**What to work on**
Print the records exactly and in full, please; the pictures stay out.

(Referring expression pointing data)

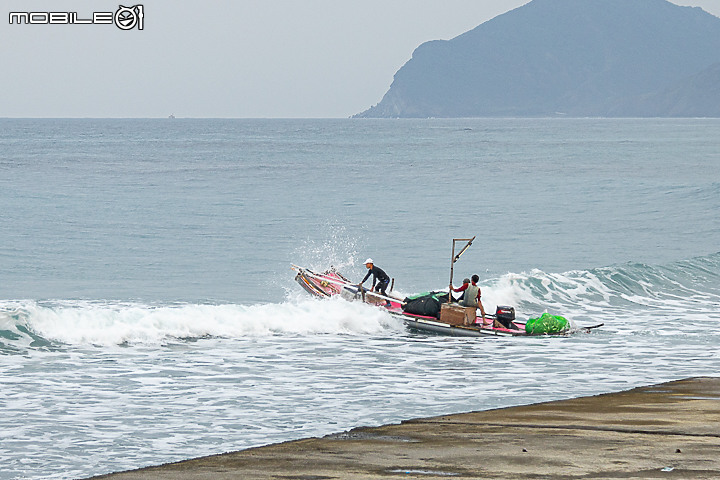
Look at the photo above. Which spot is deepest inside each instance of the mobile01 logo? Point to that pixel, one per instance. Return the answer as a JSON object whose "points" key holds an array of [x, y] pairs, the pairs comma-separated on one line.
{"points": [[125, 18]]}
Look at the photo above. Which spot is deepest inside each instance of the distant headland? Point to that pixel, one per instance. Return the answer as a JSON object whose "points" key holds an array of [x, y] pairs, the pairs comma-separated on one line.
{"points": [[580, 58]]}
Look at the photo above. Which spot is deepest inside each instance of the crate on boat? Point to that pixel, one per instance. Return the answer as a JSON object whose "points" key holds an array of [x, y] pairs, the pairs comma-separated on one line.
{"points": [[455, 314]]}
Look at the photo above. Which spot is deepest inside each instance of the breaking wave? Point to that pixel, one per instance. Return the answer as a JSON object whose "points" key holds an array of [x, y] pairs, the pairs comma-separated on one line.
{"points": [[634, 294]]}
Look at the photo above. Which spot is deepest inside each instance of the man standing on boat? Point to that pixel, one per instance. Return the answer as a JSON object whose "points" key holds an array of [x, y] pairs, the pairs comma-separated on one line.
{"points": [[379, 277], [471, 295]]}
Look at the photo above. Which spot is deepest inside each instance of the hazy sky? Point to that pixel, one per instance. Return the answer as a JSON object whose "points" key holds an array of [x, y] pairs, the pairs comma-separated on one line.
{"points": [[225, 58]]}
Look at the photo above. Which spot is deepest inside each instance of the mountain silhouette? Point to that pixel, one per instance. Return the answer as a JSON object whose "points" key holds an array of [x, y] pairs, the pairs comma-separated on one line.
{"points": [[644, 58]]}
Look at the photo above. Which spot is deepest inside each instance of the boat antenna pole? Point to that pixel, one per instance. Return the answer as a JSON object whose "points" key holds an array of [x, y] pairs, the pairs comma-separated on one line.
{"points": [[455, 258]]}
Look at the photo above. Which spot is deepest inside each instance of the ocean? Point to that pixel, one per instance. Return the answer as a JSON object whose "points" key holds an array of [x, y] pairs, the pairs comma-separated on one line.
{"points": [[148, 312]]}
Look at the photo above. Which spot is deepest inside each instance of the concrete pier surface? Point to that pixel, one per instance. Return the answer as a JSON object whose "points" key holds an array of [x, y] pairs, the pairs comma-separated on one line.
{"points": [[666, 431]]}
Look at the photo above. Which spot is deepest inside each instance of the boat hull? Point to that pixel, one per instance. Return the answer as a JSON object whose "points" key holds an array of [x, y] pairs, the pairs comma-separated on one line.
{"points": [[332, 283]]}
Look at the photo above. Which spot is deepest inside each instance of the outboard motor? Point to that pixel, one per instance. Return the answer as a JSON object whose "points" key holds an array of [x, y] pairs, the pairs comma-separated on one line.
{"points": [[505, 315]]}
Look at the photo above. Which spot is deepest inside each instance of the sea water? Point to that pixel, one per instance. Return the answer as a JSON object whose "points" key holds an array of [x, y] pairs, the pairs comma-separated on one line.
{"points": [[148, 312]]}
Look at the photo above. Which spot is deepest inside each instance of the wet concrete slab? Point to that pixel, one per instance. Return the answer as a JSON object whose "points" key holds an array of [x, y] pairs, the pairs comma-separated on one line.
{"points": [[666, 431]]}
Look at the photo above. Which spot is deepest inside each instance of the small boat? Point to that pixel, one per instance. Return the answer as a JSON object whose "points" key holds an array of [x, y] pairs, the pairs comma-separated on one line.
{"points": [[332, 283]]}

**Problem solution**
Look at the photo above. Which spot is deepest inside each instance of the mobile01 logo? Point to that pixel, one per instance. Return the answer as a JSON object whose "points" key holds an array of [x, y] pairs, the pairs comma-separated on one line.
{"points": [[125, 18]]}
Look at the photo above. Which spot is deepest inside each instance of the distant headland? Point to that pixel, one per instance. Return the answer as a JSON object whose "points" key holds an array of [x, y] pairs, the pairs comma-separated on one line.
{"points": [[580, 58]]}
Look at the photo above. Which spot is deepest inside each instance of the crate on boat? Point to that pixel, one per instance. Return the answer as a JSON object whose "points" key holds an array of [x, y] pairs, the pairs comma-separated on one line.
{"points": [[455, 314]]}
Look at the photo above. Which spot is deepest inside each instance of the breaking wave? Point to that pixel, one per instance. Return the answer as a JSON object whose "points" key holds an array of [x, y] pairs, the pairs comma-separated on one line.
{"points": [[634, 294]]}
Look at the photo above. Which spot is deepest inside each instance of the man standing on boat? Point to that pixel, one per instance. Return the answer as a JSON object whose "points" key holds an array of [x, y] pairs, the pairs comma-separated on one line.
{"points": [[379, 277], [471, 295]]}
Look at the photo above. Which spot is deepest inside each instance of the hazy sky? Point to that pixel, one per instance. Return the answer as a JSON object whose "points" key holds an array of [x, y] pairs, the pairs comma-separated on one line.
{"points": [[225, 58]]}
Look at the photo above. Which spot is deepest inside each instance of the mountain silhouette? Point to that pixel, one per instance. Return the answer as a JSON object whose "points" key holds an array of [x, y] pairs, the pairs comma-separated on one line.
{"points": [[644, 58]]}
Look at the photo above. Which spot is deepest inside each instance of the boat antenna pole? Point to that pixel, one per instance. Return the answer as a JSON object whose "points" key holds an array of [x, y] pairs, the pairs comma-separated on one line.
{"points": [[455, 258]]}
Look at the photo above. Which spot is deepest inside each instance of the ocean? Point to that pixel, one per instance. Return the answer as a JSON object whose "points" key holds an array of [x, y] pairs, the pairs comma-separated on one line.
{"points": [[148, 312]]}
Look at the photo above. Which spot is deepest inside each instance of the concrete pier surface? Point to that pixel, one per instance. Return the answer as a JSON object whose "points" key holds an array of [x, y] pairs, the pairs comma-separated on one line.
{"points": [[666, 431]]}
Look at the photo above. Which spot is deepest inside each instance of the boat hull? Point to that pixel, one per instance. Return the answer as a JSON object whose "points" key holds an array of [x, y] pairs, the pairs comma-separated on one line.
{"points": [[332, 283]]}
Look at the photo above. Which spot is deepest inside each instance of the outboard motor? Point to that pixel, one per instance. Return the answer as a JSON object whose "points" key holds an array of [x, y] pairs, the pairs comma-separated on one line.
{"points": [[505, 315]]}
Look at the photo above. Which spot is deepest inside each instance of the sea water? Point to that pixel, one per instance. Return the answer as a JSON object whose "points" key holds an array of [x, y] pairs, the pairs comma-separated on one line.
{"points": [[148, 312]]}
Look at the photo above. Which spot is deepest inside each instance of the wet concrete slab? Point to that pixel, one per instance. Return the answer as a JSON object whose "points" key holds an array of [x, y] pairs, the pairs comma-separated on one line.
{"points": [[666, 431]]}
Look at the photo above. Which spot is deepest inside each instance of the small boat? Point to that pixel, one per instance. Return the answer as a JSON object whose "points" key holds an array of [x, y] pairs, the pairs comma-separated on one line.
{"points": [[332, 283]]}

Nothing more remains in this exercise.